Start of Document passage

In doing so, this paper addresses a critical gap in climate and environmental research: the lack of scientifically and empirically grounded, politically attuned, and geographically specific studies of the CHT. Theoretically, it contributes to contemporary academic scholarship to move beyond climate-only narratives by offering a place-specific, context-sensitive, relational, multi-scalar understanding of vulnerability. It extends climate vulnerability theory by foregrounding ecological entanglement as a framework that links climate with conflict, dispossession, and governance. To deepen this analysis, the following section delineates the conceptual foundations of this study.

2. Understanding Climate Change Beyond the Climate-Reductionism Approach: Towards Ecological Entanglement

Climate change is an undeniable reality with widespread impacts on weather variabilities, precipitation patterns, and the magnitude and frequency of extreme events. But the changes are not identical across the globe. Global climate assessment reports, such as those produced by the IPCC, provide an overview of average changes across the globe. However, that does not proxy the climate change reality of a specific geographic location. Therefore, to assess the climate scenario of a specific geographic location, it is necessary to analyze 30–35 years of meteorological data from that area. Moreover, understanding long-term climate change trends necessitates baseline data from an even earlier historical reference point.
However, despite a growing number of research projects on climate change impacts, not much research refers to local data on climate change; instead, it makes an uncritical connection between the changed condition and climate change [18]. This uncritical space of the imagined interpretation of climate change makes room for climate washing. Such efforts of climate washing are problematic, as they fail to comprehend the complexity of the problem, and this could potentially divert attention and resources to a climate-only solution, which ends up being unsuccessful.
In conflict-affected, ecologically fragile regions like the CHT, environmental risks emerge from complex socio-ecological processes. We propose ecological entanglement as a critical framework to interrogate how hydro-climatic variability is inseparably intertwined with land dispossession, militarized governance, and extractive development. We conceptualize ecological entanglement as the recursive, relational, and co-constitutive interplay among above mentioned aspects. It is not merely a summation of environmental stressors and social inequities, but a framework that captures the dynamic, historically sedimented entwinement of environmental processes with power-laden social structures. Building on the insights of political ecology [38], which foregrounds the distributional injustices and power asymmetries embedded in environmental change, and critical environmental governance [33], which emphasizes the performative and contested nature of environmental authority, this concept transcends linear, deterministic, or mono-causal framings of ecological crisis. From intersectional climate justice [28,39], it takes the recognition that climate impacts are unevenly distributed along lines of ethnicity, gender, and territoriality, and extends this by examining how vulnerability is shaped through everyday negotiations of exclusion and structural marginality.

End of Document passage

= Given request a =
Translate into Spanish the following sentence from the passage on ecological entanglement: "Climate change is an undeniable reality with widespread impacts on weather variabilities, precipitation patterns, and the magnitude and frequency of extreme events."

Start of Data to use

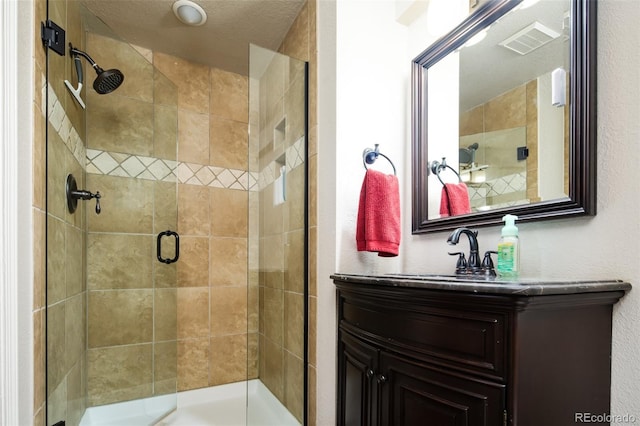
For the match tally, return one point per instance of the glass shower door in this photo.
(111, 282)
(278, 238)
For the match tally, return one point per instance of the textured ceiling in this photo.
(222, 42)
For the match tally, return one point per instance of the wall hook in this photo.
(74, 194)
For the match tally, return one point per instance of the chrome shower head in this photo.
(106, 81)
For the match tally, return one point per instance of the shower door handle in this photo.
(159, 247)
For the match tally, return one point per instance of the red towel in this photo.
(378, 226)
(457, 201)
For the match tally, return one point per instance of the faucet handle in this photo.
(461, 264)
(487, 263)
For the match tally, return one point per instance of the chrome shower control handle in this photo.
(74, 194)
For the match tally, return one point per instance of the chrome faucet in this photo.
(473, 265)
(474, 258)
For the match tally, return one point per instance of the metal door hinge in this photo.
(53, 37)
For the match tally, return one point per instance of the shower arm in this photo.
(77, 52)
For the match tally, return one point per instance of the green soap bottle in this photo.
(509, 249)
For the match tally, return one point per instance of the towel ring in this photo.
(436, 167)
(369, 156)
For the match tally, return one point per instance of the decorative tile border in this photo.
(61, 123)
(150, 168)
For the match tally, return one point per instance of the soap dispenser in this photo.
(509, 249)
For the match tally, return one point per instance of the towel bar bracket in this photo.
(369, 156)
(436, 167)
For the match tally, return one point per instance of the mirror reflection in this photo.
(508, 136)
(512, 133)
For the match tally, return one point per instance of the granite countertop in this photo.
(521, 287)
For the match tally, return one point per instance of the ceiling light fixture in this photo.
(189, 13)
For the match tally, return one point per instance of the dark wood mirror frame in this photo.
(582, 122)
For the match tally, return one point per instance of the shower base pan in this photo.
(218, 405)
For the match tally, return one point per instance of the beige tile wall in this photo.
(301, 43)
(516, 108)
(212, 222)
(280, 263)
(132, 328)
(214, 237)
(59, 268)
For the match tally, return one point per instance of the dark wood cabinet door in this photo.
(357, 390)
(417, 394)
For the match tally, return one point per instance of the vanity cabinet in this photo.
(442, 352)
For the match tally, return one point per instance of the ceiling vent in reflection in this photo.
(530, 38)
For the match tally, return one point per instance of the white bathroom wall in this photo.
(371, 74)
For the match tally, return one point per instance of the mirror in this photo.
(514, 115)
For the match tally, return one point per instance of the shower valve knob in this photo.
(97, 197)
(74, 194)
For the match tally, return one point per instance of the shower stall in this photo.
(192, 274)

End of Data to use

= Given request b =
Rewrite the rows as a numbered list, beginning with the row that contains "ring in this photo." and continuing through the final row, omitting any blank lines.

= Reply a =
El cambio climático es una realidad innegable con impactos generalizados en las variabilidades meteorológicas, los patrones de precipitación y la magnitud y la frecuencia de los fenómenos extremos.

= Reply b =
1. For the match tally, return one point per instance of the towel ring in this photo.
2. (436, 167)
3. (369, 156)
4. For the match tally, return one point per instance of the decorative tile border in this photo.
5. (61, 123)
6. (150, 168)
7. For the match tally, return one point per instance of the soap dispenser in this photo.
8. (509, 249)
9. For the match tally, return one point per instance of the towel bar bracket in this photo.
10. (369, 156)
11. (436, 167)
12. For the match tally, return one point per instance of the mirror reflection in this photo.
13. (508, 136)
14. (512, 133)
15. For the match tally, return one point per instance of the granite countertop in this photo.
16. (521, 287)
17. For the match tally, return one point per instance of the ceiling light fixture in this photo.
18. (189, 13)
19. For the match tally, return one point per instance of the dark wood mirror frame in this photo.
20. (582, 122)
21. For the match tally, return one point per instance of the shower base pan in this photo.
22. (218, 405)
23. For the match tally, return one point per instance of the beige tile wall in this photo.
24. (301, 43)
25. (516, 108)
26. (212, 222)
27. (280, 263)
28. (132, 328)
29. (214, 237)
30. (59, 268)
31. For the match tally, return one point per instance of the dark wood cabinet door in this photo.
32. (357, 390)
33. (417, 394)
34. For the match tally, return one point per instance of the vanity cabinet in this photo.
35. (442, 352)
36. For the match tally, return one point per instance of the ceiling vent in reflection in this photo.
37. (530, 38)
38. For the match tally, return one point per instance of the white bathroom wall in this photo.
39. (371, 74)
40. For the match tally, return one point per instance of the mirror in this photo.
41. (514, 115)
42. For the match tally, return one point per instance of the shower valve knob in this photo.
43. (97, 197)
44. (74, 194)
45. For the match tally, return one point per instance of the shower stall in this photo.
46. (192, 274)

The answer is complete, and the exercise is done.